**About this exercise**
The listing that follows should be copied in full and exactly, with no pictures.

════════════════════

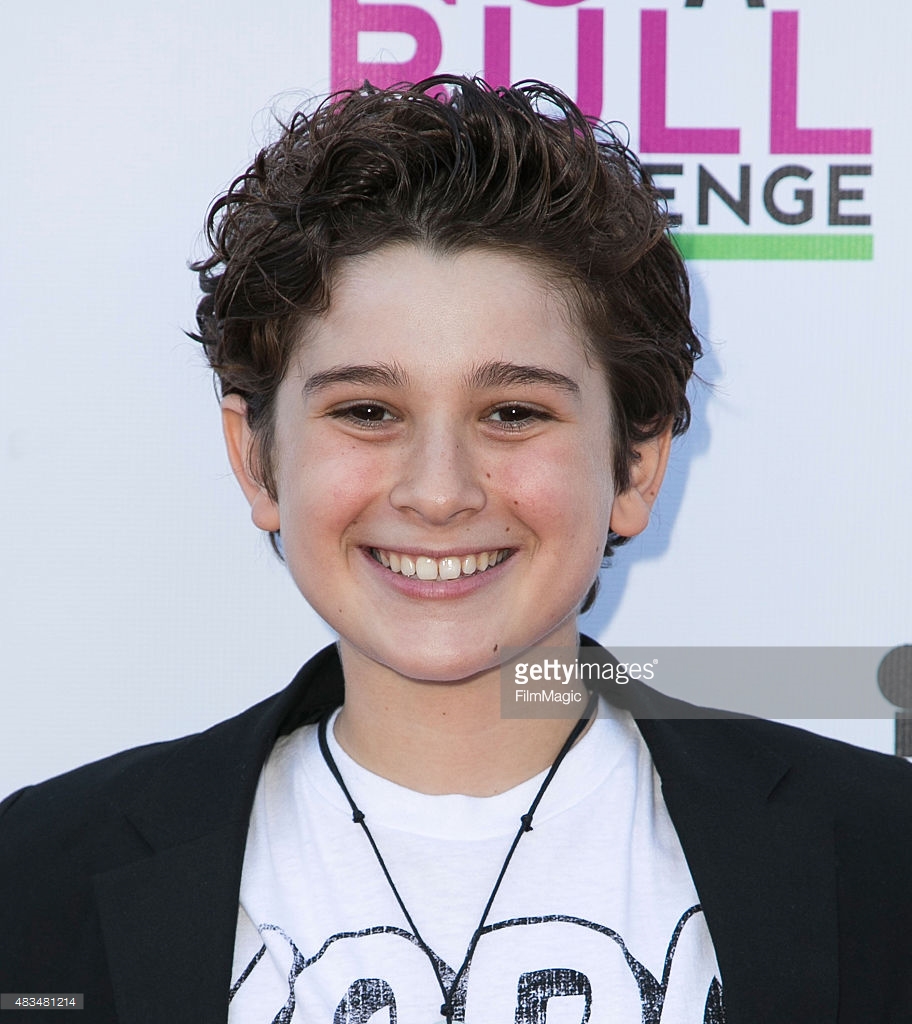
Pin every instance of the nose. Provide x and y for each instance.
(439, 476)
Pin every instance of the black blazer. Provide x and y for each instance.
(121, 880)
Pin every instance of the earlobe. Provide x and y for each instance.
(240, 443)
(630, 514)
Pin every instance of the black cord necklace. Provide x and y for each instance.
(447, 1008)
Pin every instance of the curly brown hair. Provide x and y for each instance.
(450, 164)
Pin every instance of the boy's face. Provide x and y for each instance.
(442, 414)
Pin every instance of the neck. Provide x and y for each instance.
(441, 737)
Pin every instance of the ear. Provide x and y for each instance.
(240, 442)
(630, 514)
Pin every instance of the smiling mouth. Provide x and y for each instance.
(449, 567)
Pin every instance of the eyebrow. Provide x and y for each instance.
(497, 374)
(373, 375)
(487, 375)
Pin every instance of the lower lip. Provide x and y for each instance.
(435, 589)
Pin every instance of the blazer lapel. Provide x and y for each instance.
(764, 866)
(169, 918)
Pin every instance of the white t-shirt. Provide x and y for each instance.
(597, 919)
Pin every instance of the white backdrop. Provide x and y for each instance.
(138, 601)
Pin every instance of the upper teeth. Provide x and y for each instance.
(450, 567)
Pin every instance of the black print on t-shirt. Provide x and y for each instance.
(366, 996)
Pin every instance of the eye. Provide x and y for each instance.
(514, 416)
(363, 414)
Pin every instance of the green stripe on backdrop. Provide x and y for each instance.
(820, 247)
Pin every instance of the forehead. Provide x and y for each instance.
(434, 313)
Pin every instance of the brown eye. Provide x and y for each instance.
(514, 414)
(367, 412)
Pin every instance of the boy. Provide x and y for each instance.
(452, 340)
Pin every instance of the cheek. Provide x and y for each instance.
(561, 488)
(324, 491)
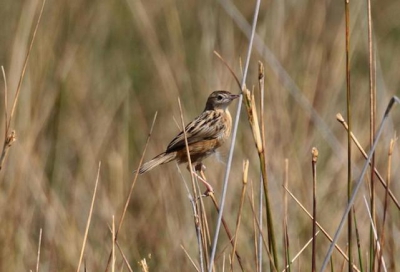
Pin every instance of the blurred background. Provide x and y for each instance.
(100, 70)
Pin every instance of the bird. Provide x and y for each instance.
(205, 134)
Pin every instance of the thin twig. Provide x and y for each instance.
(340, 118)
(358, 183)
(320, 227)
(301, 251)
(285, 216)
(386, 203)
(128, 199)
(39, 246)
(113, 245)
(9, 137)
(89, 218)
(245, 174)
(234, 132)
(378, 247)
(372, 127)
(314, 153)
(190, 258)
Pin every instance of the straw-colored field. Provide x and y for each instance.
(98, 72)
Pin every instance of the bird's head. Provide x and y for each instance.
(220, 100)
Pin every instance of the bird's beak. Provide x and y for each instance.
(234, 96)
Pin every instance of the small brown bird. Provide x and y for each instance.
(204, 134)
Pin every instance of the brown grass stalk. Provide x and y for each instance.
(190, 258)
(321, 228)
(10, 136)
(113, 244)
(39, 247)
(242, 196)
(89, 218)
(340, 118)
(257, 223)
(314, 153)
(349, 158)
(128, 199)
(249, 101)
(285, 217)
(372, 111)
(386, 201)
(301, 251)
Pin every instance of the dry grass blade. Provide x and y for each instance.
(234, 132)
(128, 199)
(386, 201)
(10, 136)
(314, 153)
(143, 265)
(378, 246)
(285, 216)
(190, 258)
(393, 100)
(245, 174)
(113, 245)
(301, 251)
(39, 246)
(340, 118)
(257, 223)
(229, 68)
(124, 257)
(320, 227)
(89, 218)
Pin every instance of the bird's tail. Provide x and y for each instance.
(160, 159)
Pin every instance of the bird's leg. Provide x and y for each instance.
(199, 171)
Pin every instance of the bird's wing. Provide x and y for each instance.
(208, 125)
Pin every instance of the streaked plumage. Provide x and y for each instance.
(204, 134)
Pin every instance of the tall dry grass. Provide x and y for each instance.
(98, 72)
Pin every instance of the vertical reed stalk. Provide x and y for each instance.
(386, 203)
(314, 153)
(285, 222)
(245, 174)
(349, 175)
(372, 110)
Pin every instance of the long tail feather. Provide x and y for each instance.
(160, 159)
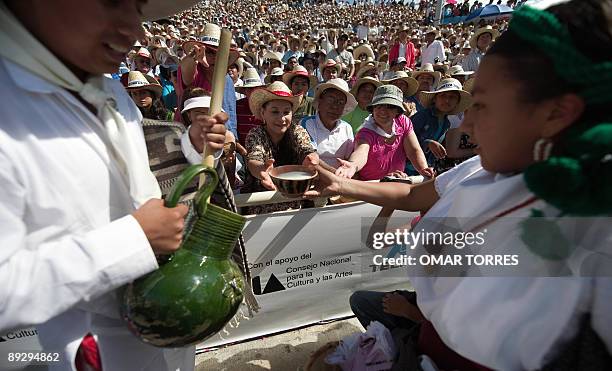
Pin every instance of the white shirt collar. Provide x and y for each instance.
(322, 126)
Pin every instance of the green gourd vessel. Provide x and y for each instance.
(199, 289)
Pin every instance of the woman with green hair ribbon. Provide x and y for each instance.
(543, 128)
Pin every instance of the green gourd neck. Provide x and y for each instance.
(215, 233)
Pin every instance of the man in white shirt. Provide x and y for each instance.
(80, 214)
(433, 49)
(331, 136)
(340, 54)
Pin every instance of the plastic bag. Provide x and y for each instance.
(373, 350)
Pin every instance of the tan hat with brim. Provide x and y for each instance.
(474, 39)
(457, 70)
(275, 56)
(427, 68)
(465, 101)
(340, 85)
(363, 70)
(300, 71)
(363, 49)
(276, 71)
(275, 91)
(156, 9)
(138, 81)
(250, 79)
(330, 63)
(240, 64)
(362, 81)
(413, 85)
(388, 94)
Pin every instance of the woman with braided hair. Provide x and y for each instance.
(543, 128)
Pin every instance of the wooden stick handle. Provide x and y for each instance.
(218, 88)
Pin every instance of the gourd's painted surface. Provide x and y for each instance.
(199, 289)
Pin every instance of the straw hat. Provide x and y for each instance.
(388, 94)
(161, 54)
(450, 84)
(240, 64)
(275, 56)
(138, 81)
(276, 71)
(250, 79)
(157, 9)
(363, 70)
(474, 39)
(427, 68)
(196, 102)
(413, 85)
(468, 85)
(364, 80)
(457, 70)
(339, 85)
(275, 91)
(300, 71)
(432, 29)
(144, 52)
(331, 63)
(363, 49)
(441, 67)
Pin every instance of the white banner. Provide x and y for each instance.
(305, 266)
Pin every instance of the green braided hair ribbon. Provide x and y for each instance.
(545, 32)
(577, 179)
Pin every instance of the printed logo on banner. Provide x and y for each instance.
(273, 285)
(18, 335)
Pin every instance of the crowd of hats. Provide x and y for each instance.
(264, 30)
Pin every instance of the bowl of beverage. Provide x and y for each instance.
(293, 180)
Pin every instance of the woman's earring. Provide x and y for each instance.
(542, 149)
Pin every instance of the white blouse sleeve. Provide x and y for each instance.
(449, 179)
(42, 280)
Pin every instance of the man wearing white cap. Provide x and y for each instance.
(80, 214)
(331, 136)
(434, 49)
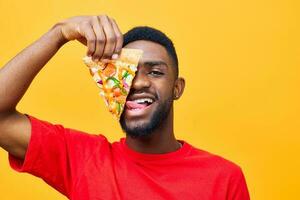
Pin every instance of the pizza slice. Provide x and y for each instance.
(115, 78)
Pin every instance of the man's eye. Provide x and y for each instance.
(156, 73)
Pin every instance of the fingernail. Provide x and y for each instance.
(115, 56)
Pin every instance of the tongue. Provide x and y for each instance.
(134, 105)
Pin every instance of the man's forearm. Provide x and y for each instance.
(18, 73)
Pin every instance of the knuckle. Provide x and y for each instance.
(110, 39)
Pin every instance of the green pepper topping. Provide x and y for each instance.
(118, 107)
(125, 75)
(116, 81)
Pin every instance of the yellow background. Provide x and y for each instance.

════════════════════

**Response**
Pin every instance of the nose. Provide x and y for each instance.
(439, 476)
Pin every instance of the black blazer. Provide x and y for each instance.
(121, 880)
Pin every instance of the earlobe. Provide x and y for each instance.
(240, 443)
(630, 514)
Pin every instance of the black cord necklace. Provide x and y for each instance.
(447, 1008)
Pin every instance of the curly brown hair. Provide x and y for each instance.
(450, 164)
Pin every instance of the boy's face. Provide x and y for each instance.
(442, 414)
Pin every instance of the neck. Provide x and y for each instance.
(441, 737)
Pin every instance of the ear. Provide x and y for each instance.
(240, 442)
(630, 514)
Pin every instance of the smiling mouth. Provide x and y for each instance.
(449, 567)
Pin every instance of the eyebrow. Provide x and y for each instance.
(497, 374)
(373, 375)
(487, 375)
Pin every instance of the lower lip. Provide x and y for each instance.
(435, 589)
Pin every instance of the blazer lapel. Provide x and y for each instance.
(764, 866)
(169, 918)
Pin every instance of the white t-shirt. Provide x and y for each instance.
(597, 919)
Pin every instance of the white backdrop. Provide x and y for each instance.
(138, 601)
Pin every instance of the upper teeth. Provide x and y for each instance.
(450, 567)
Pin every instance of the black print on t-shirt. Provide x and y for each instance.
(366, 996)
Pin every instance of the eye. Provide x and y for each instance.
(514, 416)
(363, 414)
Pin every instance of the green stripe on backdrop. Provide x and y for each instance.
(820, 247)
Pin every instance of the forehead. Provide x and y for each instance.
(434, 313)
Pin every instance of the brown eye. Provide x and y for each instance.
(514, 414)
(367, 412)
Pin every instance of the boy. Provide x and y for each instance.
(452, 340)
Pin every instance of the cheek. Provide x and y for each instance.
(561, 488)
(324, 491)
Pin every instance of the blurred background. Provide x and y for each instance.
(100, 70)
Pin every instance of the bird. Provide x and y for each instance.
(205, 134)
Pin every instance of the thin twig. Provide x and y for each instance.
(340, 118)
(358, 183)
(320, 227)
(301, 251)
(285, 216)
(386, 203)
(128, 199)
(39, 246)
(113, 245)
(9, 137)
(89, 218)
(245, 174)
(234, 132)
(378, 247)
(372, 127)
(314, 153)
(190, 258)
Pin every instance of the straw-colored field. Provide x and y for each instance.
(98, 72)
Pin every instance of the bird's head. Provide x and y for each instance.
(220, 100)
Pin every instance of the bird's beak. Provide x and y for each instance.
(234, 96)
Pin every instance of the small brown bird. Provide x and y for each instance.
(204, 134)
Pin every instance of the brown grass stalk. Provide x and y for each instance.
(190, 258)
(321, 228)
(10, 136)
(113, 244)
(39, 247)
(242, 196)
(89, 218)
(340, 118)
(257, 223)
(314, 153)
(349, 158)
(128, 199)
(249, 101)
(285, 217)
(372, 111)
(386, 201)
(301, 251)
Pin every instance of the dry grass blade. Provide x and y for each instance.
(234, 132)
(128, 199)
(386, 201)
(10, 136)
(314, 153)
(143, 265)
(378, 246)
(285, 216)
(190, 258)
(393, 100)
(245, 174)
(113, 245)
(301, 251)
(39, 246)
(340, 118)
(257, 223)
(229, 68)
(124, 257)
(320, 227)
(89, 218)
Pin every instance of the bird's tail. Provide x and y for each instance.
(160, 159)
Pin every instance of the bird's leg. Provide x and y for each instance.
(199, 171)
Pin every instance of the bird's wing. Provide x and y for each instance.
(208, 125)
Pin every instance of the streaked plumage. Provide x and y for each instance.
(204, 134)
Pin every instance of the tall dry grass. Provide x and y for each instance.
(98, 72)
Pin every instance of the vertical reed stalk. Provide x and y for each instance.
(386, 203)
(314, 153)
(285, 222)
(245, 174)
(349, 175)
(372, 110)
Pin every instance of the long tail feather. Provide x and y for each instance.
(160, 159)
Pin every instance of the white shirt collar. Provide x and y for each instance.
(322, 126)
Pin every instance of the green gourd vessel. Provide x and y for each instance.
(199, 289)
Pin every instance of the woman with green hair ribbon. Provide x and y for each instance.
(543, 128)
Pin every instance of the green gourd neck. Provide x and y for each instance.
(215, 233)
Pin every instance of the man in white shirt. Provide x and y for each instance.
(80, 214)
(433, 49)
(331, 136)
(340, 54)
Pin every instance of the plastic bag. Provide x and y for each instance.
(373, 350)
Pin every instance of the tan hat with brim. Provide x and y for each instance.
(474, 39)
(457, 70)
(275, 56)
(427, 68)
(465, 101)
(340, 85)
(363, 70)
(300, 71)
(363, 49)
(276, 71)
(275, 91)
(156, 9)
(138, 81)
(250, 79)
(330, 63)
(240, 64)
(362, 81)
(413, 85)
(388, 94)
Pin every instance of the woman with braided hair. Provide x and y for each instance.
(543, 128)
Pin every instance of the wooden stick handle. Provide x and y for each instance.
(218, 88)
Pin every instance of the gourd's painted surface. Provide x and y for each instance.
(199, 289)
Pin every instance of the straw hat. Provide x and y for each instance.
(388, 94)
(161, 54)
(450, 84)
(240, 64)
(275, 56)
(138, 81)
(276, 71)
(250, 79)
(157, 9)
(363, 70)
(474, 39)
(427, 68)
(196, 102)
(413, 85)
(468, 85)
(364, 80)
(457, 70)
(339, 85)
(275, 91)
(300, 71)
(432, 29)
(144, 52)
(331, 63)
(363, 49)
(441, 67)
Pin every instance of the white banner. Provide x and y for each instance.
(305, 266)
Pin every instance of the green braided hair ribbon. Provide x and y for each instance.
(545, 32)
(577, 179)
Pin every instance of the printed logo on banner. Provide x and y for each instance.
(273, 285)
(18, 335)
Pin every instance of the crowd of hats. Provide x and y for each instance.
(264, 30)
Pin every instance of the bowl of beverage. Provide x and y for each instance.
(293, 180)
Pin every instance of the woman's earring. Provide x and y for each instance.
(542, 149)
Pin every instance of the white blouse sleeve. Provide x and y for each instance.
(449, 179)
(42, 280)
Pin every instance of the man wearing white cap. Provide x and y for each instance.
(80, 214)
(331, 136)
(434, 49)
Pin every instance of the pizza slice. Provide x and y for each instance.
(115, 78)
Pin every instance of the man's eye. Provide x and y for each instance.
(156, 73)
Pin every instance of the fingernail. Provide x and y for each instance.
(115, 56)
Pin every instance of the tongue. Provide x and y for each instance.
(134, 105)
Pin every instance of the man's forearm. Provide x and y for each instance.
(18, 73)
Pin every instance of the knuckle. Provide x and y for each instance.
(110, 39)
Pin every instance of the green pepper topping. Provide x and y for each instance.
(118, 107)
(125, 75)
(116, 81)
Pin every instance of the yellow background. Provide x and y for each instance.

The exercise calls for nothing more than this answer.